EXERCISE BRIEF | Could you copy out every one of the lines below word for word, leaving out the pictures?

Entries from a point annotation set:
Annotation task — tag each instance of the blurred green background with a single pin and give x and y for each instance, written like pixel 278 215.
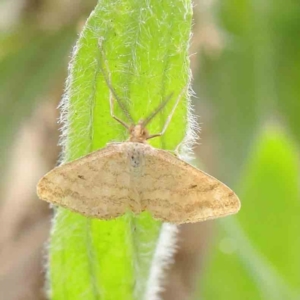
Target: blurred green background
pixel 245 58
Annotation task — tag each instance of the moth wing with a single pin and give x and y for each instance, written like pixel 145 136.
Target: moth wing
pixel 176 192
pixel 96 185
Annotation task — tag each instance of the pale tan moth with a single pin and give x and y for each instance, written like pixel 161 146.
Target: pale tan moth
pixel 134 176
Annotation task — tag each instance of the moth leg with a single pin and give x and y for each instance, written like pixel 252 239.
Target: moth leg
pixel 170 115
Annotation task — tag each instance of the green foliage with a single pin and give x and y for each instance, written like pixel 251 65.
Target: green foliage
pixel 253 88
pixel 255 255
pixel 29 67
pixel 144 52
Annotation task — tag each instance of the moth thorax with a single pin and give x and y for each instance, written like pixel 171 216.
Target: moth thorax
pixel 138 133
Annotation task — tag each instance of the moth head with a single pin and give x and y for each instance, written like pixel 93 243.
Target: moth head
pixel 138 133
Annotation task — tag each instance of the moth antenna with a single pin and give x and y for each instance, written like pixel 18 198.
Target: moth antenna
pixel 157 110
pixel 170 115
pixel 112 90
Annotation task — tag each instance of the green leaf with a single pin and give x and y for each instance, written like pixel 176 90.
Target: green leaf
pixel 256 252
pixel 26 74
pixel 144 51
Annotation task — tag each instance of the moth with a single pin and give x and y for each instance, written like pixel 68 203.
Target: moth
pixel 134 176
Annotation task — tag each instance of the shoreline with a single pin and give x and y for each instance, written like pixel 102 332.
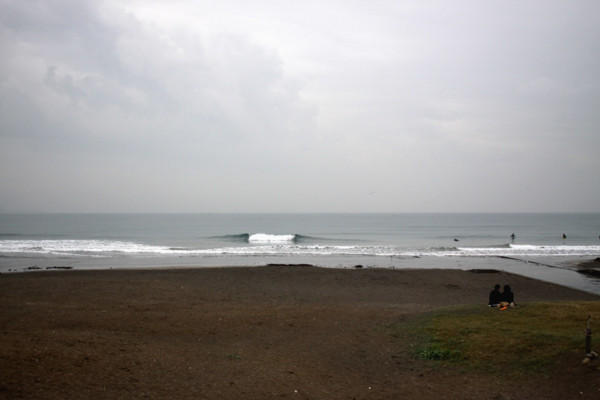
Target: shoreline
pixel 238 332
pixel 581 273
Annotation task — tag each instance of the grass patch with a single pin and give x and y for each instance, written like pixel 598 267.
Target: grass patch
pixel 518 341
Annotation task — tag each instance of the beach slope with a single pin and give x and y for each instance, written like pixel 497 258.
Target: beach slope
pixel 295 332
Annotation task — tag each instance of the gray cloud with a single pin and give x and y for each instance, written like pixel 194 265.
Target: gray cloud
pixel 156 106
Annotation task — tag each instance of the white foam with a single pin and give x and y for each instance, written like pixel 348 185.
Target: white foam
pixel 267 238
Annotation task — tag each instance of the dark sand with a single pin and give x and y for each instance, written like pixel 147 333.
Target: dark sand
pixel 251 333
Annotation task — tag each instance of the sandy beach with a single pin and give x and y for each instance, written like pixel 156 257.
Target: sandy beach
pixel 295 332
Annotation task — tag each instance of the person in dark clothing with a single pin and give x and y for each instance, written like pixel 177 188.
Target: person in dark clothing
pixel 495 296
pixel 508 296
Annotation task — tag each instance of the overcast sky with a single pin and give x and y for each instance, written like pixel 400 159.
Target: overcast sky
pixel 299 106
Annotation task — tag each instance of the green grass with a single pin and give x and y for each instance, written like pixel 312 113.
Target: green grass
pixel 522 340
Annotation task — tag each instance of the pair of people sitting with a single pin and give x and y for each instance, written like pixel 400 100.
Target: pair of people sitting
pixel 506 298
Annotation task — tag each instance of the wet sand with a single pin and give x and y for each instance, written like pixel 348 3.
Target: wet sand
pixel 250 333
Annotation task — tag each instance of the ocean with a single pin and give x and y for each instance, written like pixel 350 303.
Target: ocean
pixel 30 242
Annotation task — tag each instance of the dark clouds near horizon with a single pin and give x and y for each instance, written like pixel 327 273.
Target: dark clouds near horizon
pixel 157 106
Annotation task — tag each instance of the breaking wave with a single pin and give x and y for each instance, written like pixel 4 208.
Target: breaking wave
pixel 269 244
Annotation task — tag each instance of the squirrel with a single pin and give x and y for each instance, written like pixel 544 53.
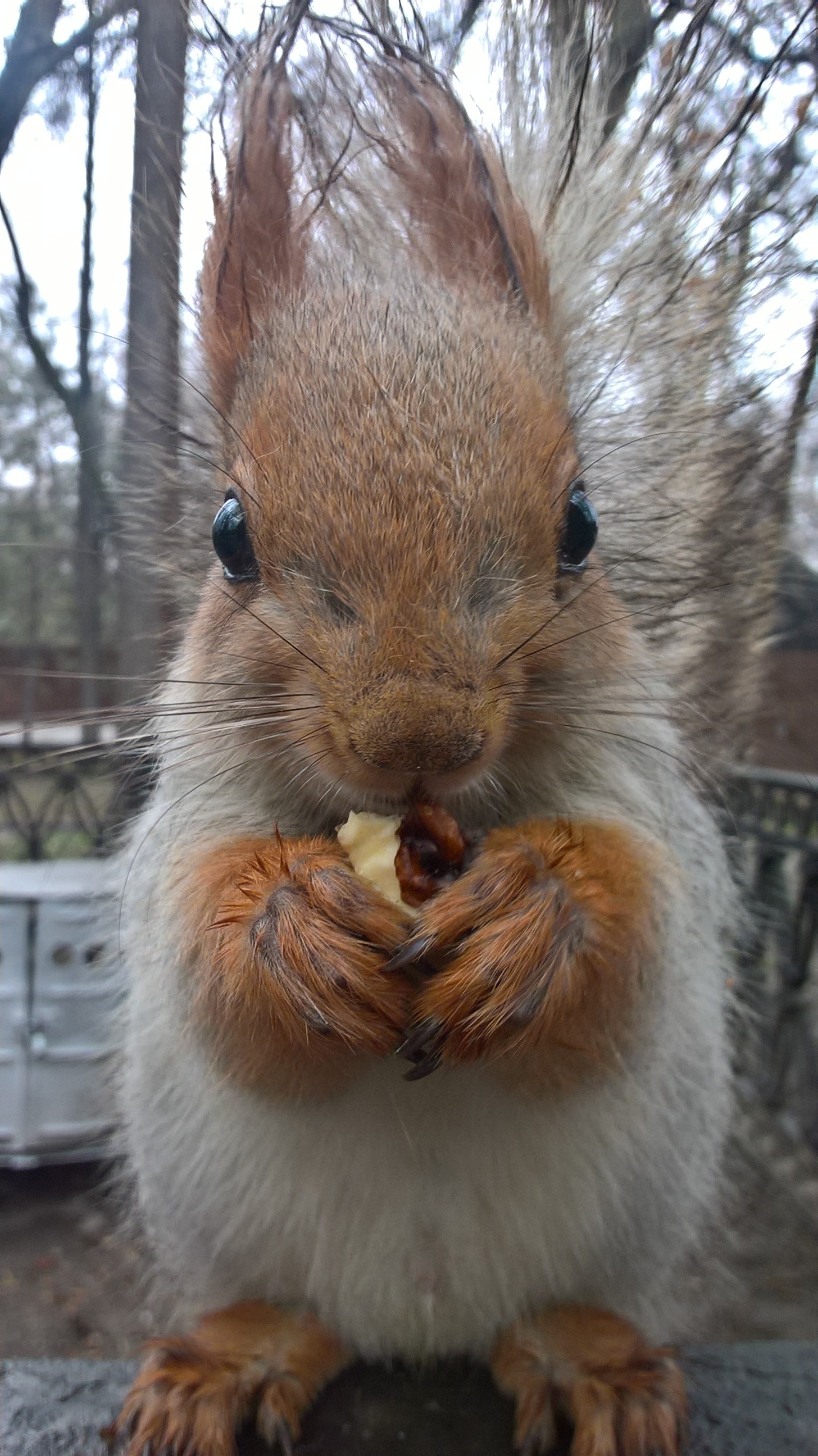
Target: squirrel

EXPECTED ANSWER |
Annotation task — tag each instance of the blurred green background with a single pin and give x and y for each instance, written like pixel 278 215.
Target: blurred green background
pixel 245 58
Annotation task — tag each instance of the moth wing with a single pin and give x and y for each instance, written like pixel 145 136.
Target: moth wing
pixel 176 192
pixel 96 185
Annotation task — tag each instance of the pale tan moth with a single pin and give x and y for each instance, written like pixel 161 146.
Target: pale tan moth
pixel 134 176
Annotation task — tag each instance of the moth leg with a single pin and give x and y for each instance, written like pixel 252 239.
Target: moth leg
pixel 170 115
Annotation task — tag each instance of the green foliage with a single pin and give x and y for each instance, written like pixel 251 65.
Target: green foliage
pixel 253 88
pixel 255 255
pixel 29 67
pixel 144 52
Annotation task — tag each instance of the moth thorax with a single pin and give x and y for each instance, written like pixel 171 216.
Target: moth thorax
pixel 138 133
Annotation task — tag each instance of the moth head with a single pin and give x and y for each instance, written like pixel 93 243.
Target: moth head
pixel 138 133
Annotation task — tag each instance of the moth antenna with a single pin and give x and y for each instance, written like pixel 18 198.
Target: moth antenna
pixel 157 110
pixel 170 115
pixel 112 90
Annotation task — tag each instance of the green leaf with a single pin and give x and y for each instance, written like pixel 176 90.
Target: green leaf
pixel 256 252
pixel 26 74
pixel 144 51
Annotation task — tag each instance of the moth with a single pin and give x and y for each instance, written like pixel 68 203.
Target: moth
pixel 134 176
Annotation task — tag each instance of the shoreline with a single pin and give x and y for each instance, written like pixel 102 332.
Target: shoreline
pixel 238 332
pixel 581 273
Annotation task — tag each instance of the grass patch with a single pin and give x and y for each instance, written like pixel 598 267.
Target: grass patch
pixel 518 341
Annotation task — tag each instance of the beach slope with a single pin and give x and y for each instance, written like pixel 497 258.
Target: beach slope
pixel 295 332
Annotation task — tag each instance of the gray cloud with a single pin and give x and y for each instance, written like pixel 194 265.
Target: gray cloud
pixel 156 106
Annotation task — tag each instance of the white foam with a single pin and give x and y for each instance, written like pixel 348 185.
Target: white foam
pixel 267 238
Annotation task — tag each instance of the dark sand with a single pin and give x and y for each instance, written like pixel 147 333.
Target: dark sand
pixel 251 333
Annotation task — tag each instance of the sandy beach with a single pin and give x and y for each instance, written like pixel 156 257.
Target: sandy beach
pixel 295 332
Annotation task — tag each instance of the person in dark clothing with a single pin and give x and y for each instance, written like pixel 177 188.
Target: person in dark clothing
pixel 495 296
pixel 508 296
Annotation task — tag each instance of the overcast sky with a single pin and give x and y for each instance, written like pixel 400 159.
Target: overcast sky
pixel 299 106
Annotation task — tag each instance of the green grass with a single pin and give x and y for each instance, written like pixel 312 113.
Target: green grass
pixel 522 340
Annotation task — tag each instance of the pair of people sitting with a single pin and give x and y for each instance, written like pixel 400 100.
Target: pair of people sitting
pixel 506 298
Annotation task — tag each instance of the wet sand with a single pin and give x and y for each instance, written like pixel 348 3.
Target: wet sand
pixel 250 333
Annotation task — tag each instance of the ocean with a single pin and give x and y for each instance, written like pixel 350 303.
Target: ocean
pixel 30 242
Annotation task — tag each instance of the dark clouds near horizon with a single pin and give x and y for each instance, written like pixel 327 273.
Target: dark clouds near horizon
pixel 157 106
Annotation task — tag each instance of the breaking wave with a single pin and give x and y for each instance, written like pixel 4 208.
Target: breaking wave
pixel 269 244
Annotation task — tag each instance of the squirrel with a single pin and give x and y for each instance, written like pixel 544 53.
Target: squirrel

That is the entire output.